Assignment: Each record is to be printed exactly as given, down to the last mark.

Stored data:

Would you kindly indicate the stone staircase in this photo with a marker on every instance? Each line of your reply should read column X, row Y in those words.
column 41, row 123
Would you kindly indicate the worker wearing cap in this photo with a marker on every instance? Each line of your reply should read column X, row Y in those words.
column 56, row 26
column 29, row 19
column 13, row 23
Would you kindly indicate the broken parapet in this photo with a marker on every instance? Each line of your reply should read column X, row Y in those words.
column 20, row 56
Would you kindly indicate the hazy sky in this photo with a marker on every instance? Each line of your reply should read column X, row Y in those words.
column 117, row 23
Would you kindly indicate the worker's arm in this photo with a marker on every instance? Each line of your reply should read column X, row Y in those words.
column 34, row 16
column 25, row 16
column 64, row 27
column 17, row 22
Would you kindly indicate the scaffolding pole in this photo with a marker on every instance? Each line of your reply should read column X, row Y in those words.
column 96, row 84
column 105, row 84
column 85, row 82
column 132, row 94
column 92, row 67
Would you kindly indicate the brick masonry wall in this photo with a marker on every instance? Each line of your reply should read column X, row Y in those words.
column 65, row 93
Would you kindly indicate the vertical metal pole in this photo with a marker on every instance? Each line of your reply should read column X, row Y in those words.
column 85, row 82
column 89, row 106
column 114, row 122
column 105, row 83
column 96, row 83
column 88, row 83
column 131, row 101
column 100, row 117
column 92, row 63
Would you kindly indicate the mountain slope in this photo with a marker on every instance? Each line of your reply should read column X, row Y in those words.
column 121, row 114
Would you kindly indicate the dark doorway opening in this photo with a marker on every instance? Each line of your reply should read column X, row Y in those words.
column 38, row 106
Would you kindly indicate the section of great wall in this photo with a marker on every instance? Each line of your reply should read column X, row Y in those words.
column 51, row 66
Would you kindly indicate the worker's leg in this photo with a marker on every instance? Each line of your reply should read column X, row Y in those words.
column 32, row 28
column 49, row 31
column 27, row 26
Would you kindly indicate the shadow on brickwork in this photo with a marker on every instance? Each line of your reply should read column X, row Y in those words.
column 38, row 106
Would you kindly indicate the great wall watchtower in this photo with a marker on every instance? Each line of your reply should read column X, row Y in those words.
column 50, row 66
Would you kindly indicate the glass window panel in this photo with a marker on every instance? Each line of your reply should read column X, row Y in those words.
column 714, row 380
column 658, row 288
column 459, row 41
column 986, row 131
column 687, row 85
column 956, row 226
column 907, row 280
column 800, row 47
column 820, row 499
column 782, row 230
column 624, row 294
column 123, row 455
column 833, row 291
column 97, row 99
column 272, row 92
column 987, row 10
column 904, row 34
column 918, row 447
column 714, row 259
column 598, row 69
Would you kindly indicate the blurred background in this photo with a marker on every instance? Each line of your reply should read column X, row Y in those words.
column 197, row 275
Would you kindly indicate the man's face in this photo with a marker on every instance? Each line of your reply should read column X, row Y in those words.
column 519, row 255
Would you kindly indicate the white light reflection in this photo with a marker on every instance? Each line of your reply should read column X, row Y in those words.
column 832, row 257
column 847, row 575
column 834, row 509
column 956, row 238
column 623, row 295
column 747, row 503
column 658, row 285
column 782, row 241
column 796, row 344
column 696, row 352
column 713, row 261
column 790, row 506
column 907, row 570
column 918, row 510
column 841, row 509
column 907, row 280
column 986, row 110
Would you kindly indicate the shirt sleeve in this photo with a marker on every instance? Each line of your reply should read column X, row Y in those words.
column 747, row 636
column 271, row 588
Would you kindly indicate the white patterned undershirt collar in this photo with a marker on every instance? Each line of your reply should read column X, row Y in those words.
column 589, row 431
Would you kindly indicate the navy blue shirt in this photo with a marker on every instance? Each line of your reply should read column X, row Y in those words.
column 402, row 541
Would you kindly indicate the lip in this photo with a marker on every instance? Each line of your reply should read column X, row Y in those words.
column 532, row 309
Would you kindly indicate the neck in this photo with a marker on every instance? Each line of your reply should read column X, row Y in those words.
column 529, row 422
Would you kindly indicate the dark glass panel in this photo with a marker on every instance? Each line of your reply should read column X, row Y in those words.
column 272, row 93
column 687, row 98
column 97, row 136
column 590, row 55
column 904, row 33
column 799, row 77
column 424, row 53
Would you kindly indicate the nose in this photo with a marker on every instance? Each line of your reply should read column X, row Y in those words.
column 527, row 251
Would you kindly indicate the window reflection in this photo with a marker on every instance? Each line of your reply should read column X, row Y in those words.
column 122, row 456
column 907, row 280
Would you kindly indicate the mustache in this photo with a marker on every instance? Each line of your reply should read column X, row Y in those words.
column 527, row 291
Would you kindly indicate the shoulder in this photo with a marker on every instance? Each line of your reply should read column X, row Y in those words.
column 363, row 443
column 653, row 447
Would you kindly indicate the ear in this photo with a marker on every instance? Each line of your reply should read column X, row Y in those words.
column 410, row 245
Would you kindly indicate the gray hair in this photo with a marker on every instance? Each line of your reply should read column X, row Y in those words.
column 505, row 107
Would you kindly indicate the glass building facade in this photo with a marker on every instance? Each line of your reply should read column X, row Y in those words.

Exercise solution:
Would you kindly indicate the stone staircase in this photo with a marker on every instance? Each line of your reply should read column X, row Y in those words.
column 41, row 123
Would you kindly indicate the worker wearing cap in this photo with a marker on every instance? Each line of your reply should read column X, row Y in those words.
column 56, row 26
column 29, row 19
column 13, row 23
Would you kindly indicate the broken parapet in this photo with a marker on every instance? Each line of your reply should read column X, row Y in those words.
column 20, row 56
Would you kindly indicate the hazy sky in this photo with a marker on every instance? Each line of your reply should read column X, row Y in those words.
column 117, row 23
Would you kindly indicate the worker's arm in this photo with a marker on every instance? Each line of your reply should read column X, row Y in those words.
column 34, row 16
column 25, row 16
column 64, row 27
column 17, row 22
Would you kindly indicate the scaffolding pole in this photo with a marker on every instance? Each line of your reply should read column X, row Y in those words.
column 96, row 84
column 105, row 84
column 85, row 82
column 132, row 94
column 92, row 67
Would you kindly indicate the brick masonry wall in this photo with a marker on every instance? Each line of your reply should read column X, row Y in those words.
column 65, row 93
Would you kindly indicate the vertical metal pole in this photo with a marker on every instance? Each line of your reply should read column X, row Y in those words.
column 85, row 82
column 89, row 106
column 114, row 122
column 105, row 83
column 96, row 83
column 88, row 83
column 131, row 101
column 100, row 117
column 92, row 63
Would you kindly indicate the mountain slope in this photo with a marker on every instance? Each line of your reply should read column X, row Y in those words.
column 121, row 114
Would you kindly indicate the dark doorway opening in this photo with a marker on every instance? Each line of your reply should read column X, row Y in those words.
column 38, row 106
Would you kindly indicate the section of great wall in this photo with a marker on every instance? Each line of your reply should read column X, row Y in those words.
column 51, row 66
Would you kindly indicate the worker's leg in this photo with a marker on every instance? Each line of your reply should read column X, row Y in those words.
column 32, row 28
column 49, row 31
column 27, row 26
Would you kindly indicate the shadow on brickwork in this photo with a marker on every instance? Each line of your reply should read column X, row Y in those words.
column 38, row 106
Would you kindly indicate the great wall watchtower in this photo with a marker on every instance? Each line of your reply should read column X, row Y in those words.
column 50, row 66
Would you kindly indicate the glass window panel in this photo with a marker on every instance? Each line of your reply should read column X, row Y in those words.
column 714, row 380
column 658, row 288
column 459, row 41
column 986, row 131
column 687, row 85
column 956, row 226
column 907, row 280
column 800, row 47
column 820, row 499
column 782, row 230
column 624, row 294
column 123, row 455
column 833, row 291
column 97, row 99
column 272, row 92
column 987, row 10
column 904, row 34
column 918, row 447
column 714, row 259
column 598, row 69
Would you kindly indicate the blurred background in this photo with a marker on every instance? Each line of your reply should read column X, row Y in those words.
column 197, row 275
Would you kindly indicate the man's face in this photo with a marker on every instance? Each line of your reply should read column X, row Y in those words.
column 519, row 255
Would you kindly indicate the white light reflection in this photo with a marker on every instance? Each line of your reply should read column X, row Y in those words.
column 832, row 257
column 847, row 575
column 834, row 509
column 956, row 238
column 623, row 295
column 747, row 503
column 658, row 285
column 782, row 241
column 796, row 344
column 696, row 352
column 713, row 261
column 790, row 506
column 907, row 570
column 918, row 510
column 841, row 509
column 907, row 280
column 986, row 110
Would you kindly indicate the shirt sleeve in this photo with a marker on every instance? Each line of your reply should read column X, row Y in those words.
column 747, row 636
column 271, row 588
Would you kindly indicate the white patterned undershirt collar in this photo with a marker on every instance? Each line of your reply should read column X, row Y in those words.
column 589, row 431
Would you kindly indicate the navy blue shirt in this photo with a marker on every instance? Each line of your reply should read column X, row Y in those words.
column 402, row 541
Would you kindly indicate the lip in this photo with a marker on every instance? Each line of your reply should read column X, row Y in those words.
column 532, row 309
Would you kindly indicate the neck in this photo with a marker on every instance? Each line of your reply should read column X, row Y in those words.
column 529, row 422
Would you kindly indicate the dark glass panel in this photo with a marker on every instance? Each line of your reply should read column X, row Y in those words.
column 272, row 93
column 687, row 98
column 97, row 136
column 590, row 55
column 904, row 33
column 799, row 77
column 424, row 53
Would you kindly indicate the nose in this photo with a marker on every instance? Each line of your reply should read column X, row Y in those words.
column 527, row 251
Would you kindly indicate the window reflection in this photo with a marker on every instance? Each line of your reply should read column X, row Y in those words.
column 122, row 456
column 907, row 280
Would you kindly indicate the mustache in this photo with a marker on every instance? Each line of your reply should read column X, row Y in those words.
column 527, row 291
Would you kindly indicate the shoulder in this photo with a marker on every instance? Each line of your reply should read column X, row Y in those words.
column 363, row 443
column 653, row 447
Would you kindly indicate the ear in this photo with a marker on every instance? Each line of your reply should read column X, row Y in those words.
column 410, row 245
Would you kindly indicate the gray hair in this photo with a marker on every instance? Each line of your reply should read column X, row Y in those words.
column 505, row 107
Would you kindly indicate the glass building facade in this photo with a marker on every instance? Each line of your reply should read column X, row Y in those words.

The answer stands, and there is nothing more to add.